(Rows from a dataset)
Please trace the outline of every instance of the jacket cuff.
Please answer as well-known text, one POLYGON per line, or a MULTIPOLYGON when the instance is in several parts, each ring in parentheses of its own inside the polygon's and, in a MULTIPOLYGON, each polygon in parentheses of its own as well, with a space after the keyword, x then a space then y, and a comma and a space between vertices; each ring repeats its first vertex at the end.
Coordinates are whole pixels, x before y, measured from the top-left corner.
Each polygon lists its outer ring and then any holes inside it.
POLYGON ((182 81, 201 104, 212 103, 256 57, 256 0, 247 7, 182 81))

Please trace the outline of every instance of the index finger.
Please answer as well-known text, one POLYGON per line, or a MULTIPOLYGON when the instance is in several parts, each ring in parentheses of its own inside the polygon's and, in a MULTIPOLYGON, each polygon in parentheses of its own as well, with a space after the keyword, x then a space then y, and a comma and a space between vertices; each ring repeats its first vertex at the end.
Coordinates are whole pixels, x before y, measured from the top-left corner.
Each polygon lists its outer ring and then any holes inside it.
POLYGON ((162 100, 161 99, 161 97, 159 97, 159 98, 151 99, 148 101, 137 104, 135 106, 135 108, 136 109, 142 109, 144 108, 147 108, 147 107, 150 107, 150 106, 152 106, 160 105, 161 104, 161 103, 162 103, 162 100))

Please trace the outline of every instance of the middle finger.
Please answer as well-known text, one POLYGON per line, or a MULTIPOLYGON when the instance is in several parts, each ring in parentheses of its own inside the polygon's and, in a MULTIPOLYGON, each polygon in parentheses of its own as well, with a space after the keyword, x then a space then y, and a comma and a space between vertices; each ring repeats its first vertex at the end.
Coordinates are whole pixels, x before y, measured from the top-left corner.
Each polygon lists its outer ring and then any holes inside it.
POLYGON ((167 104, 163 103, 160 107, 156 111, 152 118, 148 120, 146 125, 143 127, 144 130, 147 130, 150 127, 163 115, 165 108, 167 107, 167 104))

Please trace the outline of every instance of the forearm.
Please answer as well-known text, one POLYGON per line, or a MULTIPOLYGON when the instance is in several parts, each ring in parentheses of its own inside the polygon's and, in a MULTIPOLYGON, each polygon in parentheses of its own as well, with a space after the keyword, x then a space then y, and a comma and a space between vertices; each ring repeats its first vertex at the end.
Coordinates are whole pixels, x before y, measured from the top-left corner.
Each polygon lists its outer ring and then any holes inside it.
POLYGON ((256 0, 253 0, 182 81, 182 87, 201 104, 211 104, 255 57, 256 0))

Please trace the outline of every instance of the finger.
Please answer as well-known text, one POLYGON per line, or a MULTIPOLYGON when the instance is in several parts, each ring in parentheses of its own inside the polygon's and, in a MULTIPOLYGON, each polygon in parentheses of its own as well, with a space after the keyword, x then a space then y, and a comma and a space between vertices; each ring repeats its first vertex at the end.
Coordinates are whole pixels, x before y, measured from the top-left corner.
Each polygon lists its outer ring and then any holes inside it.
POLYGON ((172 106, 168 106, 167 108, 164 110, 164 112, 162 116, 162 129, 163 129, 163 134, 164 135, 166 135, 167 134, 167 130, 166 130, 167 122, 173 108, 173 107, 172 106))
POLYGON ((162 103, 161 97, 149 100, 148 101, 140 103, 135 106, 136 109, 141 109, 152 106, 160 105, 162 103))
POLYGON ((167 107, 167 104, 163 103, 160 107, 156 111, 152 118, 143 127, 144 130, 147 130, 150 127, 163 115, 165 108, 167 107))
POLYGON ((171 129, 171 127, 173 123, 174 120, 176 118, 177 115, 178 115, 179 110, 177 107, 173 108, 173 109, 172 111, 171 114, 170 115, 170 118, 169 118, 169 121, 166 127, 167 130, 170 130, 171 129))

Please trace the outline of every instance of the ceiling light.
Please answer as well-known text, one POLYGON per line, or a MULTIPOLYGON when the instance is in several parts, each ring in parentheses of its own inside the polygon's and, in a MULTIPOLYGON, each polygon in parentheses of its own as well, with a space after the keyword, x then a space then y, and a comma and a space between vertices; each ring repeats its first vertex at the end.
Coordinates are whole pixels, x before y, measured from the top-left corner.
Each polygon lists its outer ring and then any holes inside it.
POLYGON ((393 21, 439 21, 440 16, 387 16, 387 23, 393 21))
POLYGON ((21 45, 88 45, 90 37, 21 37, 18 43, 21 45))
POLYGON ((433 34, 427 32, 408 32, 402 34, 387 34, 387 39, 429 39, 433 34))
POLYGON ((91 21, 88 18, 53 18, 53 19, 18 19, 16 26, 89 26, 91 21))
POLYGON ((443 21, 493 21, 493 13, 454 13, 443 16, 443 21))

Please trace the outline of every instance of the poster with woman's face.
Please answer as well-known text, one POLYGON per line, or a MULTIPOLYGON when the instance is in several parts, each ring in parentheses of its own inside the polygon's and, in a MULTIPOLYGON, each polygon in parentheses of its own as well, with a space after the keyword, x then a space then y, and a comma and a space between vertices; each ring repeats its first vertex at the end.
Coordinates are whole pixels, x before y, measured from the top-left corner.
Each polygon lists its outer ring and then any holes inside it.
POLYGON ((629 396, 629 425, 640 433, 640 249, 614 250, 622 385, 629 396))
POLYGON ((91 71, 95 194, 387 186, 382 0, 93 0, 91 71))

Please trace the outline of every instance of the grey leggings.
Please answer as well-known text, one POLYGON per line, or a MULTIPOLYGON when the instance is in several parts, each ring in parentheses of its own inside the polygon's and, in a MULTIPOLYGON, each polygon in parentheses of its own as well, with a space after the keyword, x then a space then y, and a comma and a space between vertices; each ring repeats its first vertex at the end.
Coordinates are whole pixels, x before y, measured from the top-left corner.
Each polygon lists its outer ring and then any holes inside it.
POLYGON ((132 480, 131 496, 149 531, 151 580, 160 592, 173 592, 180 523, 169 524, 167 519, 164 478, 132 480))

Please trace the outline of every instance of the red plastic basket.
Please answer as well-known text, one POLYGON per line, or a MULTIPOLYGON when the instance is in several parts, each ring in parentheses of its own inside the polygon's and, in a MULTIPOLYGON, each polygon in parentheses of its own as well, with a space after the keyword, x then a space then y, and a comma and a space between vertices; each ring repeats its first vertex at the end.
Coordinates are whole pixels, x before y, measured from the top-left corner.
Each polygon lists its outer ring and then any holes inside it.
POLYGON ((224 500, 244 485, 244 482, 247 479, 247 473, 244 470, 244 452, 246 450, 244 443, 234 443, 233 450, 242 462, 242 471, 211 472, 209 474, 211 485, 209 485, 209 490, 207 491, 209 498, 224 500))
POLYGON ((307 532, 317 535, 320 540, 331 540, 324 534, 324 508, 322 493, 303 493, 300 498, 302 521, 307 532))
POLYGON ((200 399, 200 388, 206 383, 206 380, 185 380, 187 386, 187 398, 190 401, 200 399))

• **Goal of the exercise**
How many lines in the material above contain the string "finger", with case counting? Reply with the number alone.

• **Complete output**
3